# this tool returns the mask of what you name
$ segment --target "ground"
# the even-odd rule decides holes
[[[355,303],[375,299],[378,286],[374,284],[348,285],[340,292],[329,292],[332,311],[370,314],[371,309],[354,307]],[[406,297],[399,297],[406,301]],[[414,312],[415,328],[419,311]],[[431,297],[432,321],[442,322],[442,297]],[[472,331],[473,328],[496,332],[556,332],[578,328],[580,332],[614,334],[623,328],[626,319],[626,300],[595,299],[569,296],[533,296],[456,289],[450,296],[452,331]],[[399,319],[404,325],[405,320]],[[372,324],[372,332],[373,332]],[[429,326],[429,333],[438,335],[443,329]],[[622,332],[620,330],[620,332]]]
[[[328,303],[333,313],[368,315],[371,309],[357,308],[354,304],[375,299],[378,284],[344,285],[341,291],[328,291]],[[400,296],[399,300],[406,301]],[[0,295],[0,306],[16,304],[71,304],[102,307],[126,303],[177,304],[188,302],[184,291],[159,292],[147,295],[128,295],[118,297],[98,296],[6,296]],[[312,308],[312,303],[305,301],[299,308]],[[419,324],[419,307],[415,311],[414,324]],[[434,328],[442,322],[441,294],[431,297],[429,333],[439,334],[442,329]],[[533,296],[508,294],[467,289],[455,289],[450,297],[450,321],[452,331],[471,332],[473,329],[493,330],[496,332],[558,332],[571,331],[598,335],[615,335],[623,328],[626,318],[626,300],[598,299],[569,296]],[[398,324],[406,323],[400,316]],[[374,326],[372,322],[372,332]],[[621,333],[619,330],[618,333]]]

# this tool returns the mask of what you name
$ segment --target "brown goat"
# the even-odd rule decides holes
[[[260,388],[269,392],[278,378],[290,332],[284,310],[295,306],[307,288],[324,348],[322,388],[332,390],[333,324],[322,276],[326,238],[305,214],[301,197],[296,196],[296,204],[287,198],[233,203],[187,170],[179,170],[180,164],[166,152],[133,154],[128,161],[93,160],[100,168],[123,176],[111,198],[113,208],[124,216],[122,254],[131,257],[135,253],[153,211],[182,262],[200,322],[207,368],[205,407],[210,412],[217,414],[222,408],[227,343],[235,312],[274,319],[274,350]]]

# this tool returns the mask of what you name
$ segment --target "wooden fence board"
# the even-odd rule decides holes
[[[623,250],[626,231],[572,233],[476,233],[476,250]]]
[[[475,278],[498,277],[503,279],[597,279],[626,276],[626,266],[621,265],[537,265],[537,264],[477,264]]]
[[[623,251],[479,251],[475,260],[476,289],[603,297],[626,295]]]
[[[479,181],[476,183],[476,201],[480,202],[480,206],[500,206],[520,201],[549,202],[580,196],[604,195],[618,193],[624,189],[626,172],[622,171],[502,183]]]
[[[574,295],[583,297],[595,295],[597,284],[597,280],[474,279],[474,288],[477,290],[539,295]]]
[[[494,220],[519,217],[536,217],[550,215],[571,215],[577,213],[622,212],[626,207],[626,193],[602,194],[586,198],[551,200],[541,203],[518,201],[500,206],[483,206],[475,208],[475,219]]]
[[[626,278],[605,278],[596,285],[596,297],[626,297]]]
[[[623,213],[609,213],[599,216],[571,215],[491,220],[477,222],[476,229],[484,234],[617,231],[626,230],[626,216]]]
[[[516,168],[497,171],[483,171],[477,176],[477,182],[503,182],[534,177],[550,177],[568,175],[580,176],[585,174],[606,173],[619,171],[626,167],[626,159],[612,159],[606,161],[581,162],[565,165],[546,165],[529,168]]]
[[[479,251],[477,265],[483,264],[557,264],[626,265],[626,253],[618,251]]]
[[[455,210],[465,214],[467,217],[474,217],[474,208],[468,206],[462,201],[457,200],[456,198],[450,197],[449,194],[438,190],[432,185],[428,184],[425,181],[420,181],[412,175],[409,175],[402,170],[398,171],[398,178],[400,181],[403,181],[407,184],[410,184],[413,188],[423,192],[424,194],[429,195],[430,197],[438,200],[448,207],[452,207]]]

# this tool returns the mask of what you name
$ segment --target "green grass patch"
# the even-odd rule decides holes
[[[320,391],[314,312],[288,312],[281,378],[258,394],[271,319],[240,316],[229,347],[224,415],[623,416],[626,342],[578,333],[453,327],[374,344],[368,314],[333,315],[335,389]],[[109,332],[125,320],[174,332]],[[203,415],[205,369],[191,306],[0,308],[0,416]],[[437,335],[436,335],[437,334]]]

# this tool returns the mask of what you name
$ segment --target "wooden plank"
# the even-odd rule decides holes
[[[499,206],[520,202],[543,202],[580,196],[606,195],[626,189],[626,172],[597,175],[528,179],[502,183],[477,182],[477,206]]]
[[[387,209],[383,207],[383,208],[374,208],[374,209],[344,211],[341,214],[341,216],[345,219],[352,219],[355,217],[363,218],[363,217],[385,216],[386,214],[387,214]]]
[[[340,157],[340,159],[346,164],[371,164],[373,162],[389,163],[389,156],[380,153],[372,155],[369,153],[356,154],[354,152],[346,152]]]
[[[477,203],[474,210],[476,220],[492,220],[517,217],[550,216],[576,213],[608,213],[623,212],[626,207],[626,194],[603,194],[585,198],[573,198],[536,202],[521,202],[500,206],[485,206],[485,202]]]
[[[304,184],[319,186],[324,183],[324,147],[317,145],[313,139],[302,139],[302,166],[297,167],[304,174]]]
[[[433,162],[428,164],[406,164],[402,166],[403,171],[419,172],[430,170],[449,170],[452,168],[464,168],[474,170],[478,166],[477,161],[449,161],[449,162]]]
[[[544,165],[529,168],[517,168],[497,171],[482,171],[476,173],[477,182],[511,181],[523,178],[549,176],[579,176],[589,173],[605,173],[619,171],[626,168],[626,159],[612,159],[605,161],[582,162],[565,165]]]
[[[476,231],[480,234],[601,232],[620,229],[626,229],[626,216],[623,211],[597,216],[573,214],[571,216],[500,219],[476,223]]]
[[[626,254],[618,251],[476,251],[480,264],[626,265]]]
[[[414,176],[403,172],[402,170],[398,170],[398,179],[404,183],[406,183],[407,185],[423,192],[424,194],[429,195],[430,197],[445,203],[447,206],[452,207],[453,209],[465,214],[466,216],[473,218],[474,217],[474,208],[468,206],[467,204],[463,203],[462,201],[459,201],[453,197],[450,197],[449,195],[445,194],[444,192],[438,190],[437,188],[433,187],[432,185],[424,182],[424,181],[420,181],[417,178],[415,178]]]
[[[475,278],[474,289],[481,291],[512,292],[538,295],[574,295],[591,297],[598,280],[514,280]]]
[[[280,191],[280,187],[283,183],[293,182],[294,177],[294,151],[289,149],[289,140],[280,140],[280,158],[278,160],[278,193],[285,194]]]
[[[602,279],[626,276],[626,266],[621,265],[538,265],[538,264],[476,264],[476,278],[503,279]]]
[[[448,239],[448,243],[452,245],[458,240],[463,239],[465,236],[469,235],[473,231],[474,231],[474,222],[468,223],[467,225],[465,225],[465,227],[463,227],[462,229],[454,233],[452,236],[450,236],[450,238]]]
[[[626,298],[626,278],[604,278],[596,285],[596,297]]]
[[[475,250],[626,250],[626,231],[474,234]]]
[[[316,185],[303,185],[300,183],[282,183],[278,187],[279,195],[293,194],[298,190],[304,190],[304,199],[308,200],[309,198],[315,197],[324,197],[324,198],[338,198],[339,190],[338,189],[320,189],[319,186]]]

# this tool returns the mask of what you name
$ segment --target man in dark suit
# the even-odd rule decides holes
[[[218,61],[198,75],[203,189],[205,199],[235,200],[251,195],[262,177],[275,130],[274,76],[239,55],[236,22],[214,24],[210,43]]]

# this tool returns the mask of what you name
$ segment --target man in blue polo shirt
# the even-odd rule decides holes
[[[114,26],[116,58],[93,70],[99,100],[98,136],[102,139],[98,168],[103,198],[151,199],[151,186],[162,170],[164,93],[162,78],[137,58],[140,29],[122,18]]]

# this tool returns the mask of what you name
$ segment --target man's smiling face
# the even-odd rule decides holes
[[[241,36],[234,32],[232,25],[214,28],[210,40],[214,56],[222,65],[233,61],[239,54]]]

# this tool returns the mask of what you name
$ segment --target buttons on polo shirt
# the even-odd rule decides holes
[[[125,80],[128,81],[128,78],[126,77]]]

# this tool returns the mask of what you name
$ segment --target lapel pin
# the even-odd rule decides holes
——————————
Exercise objective
Give, as a single number, the count of lines in the material above that contain the string "wooden".

Task response
2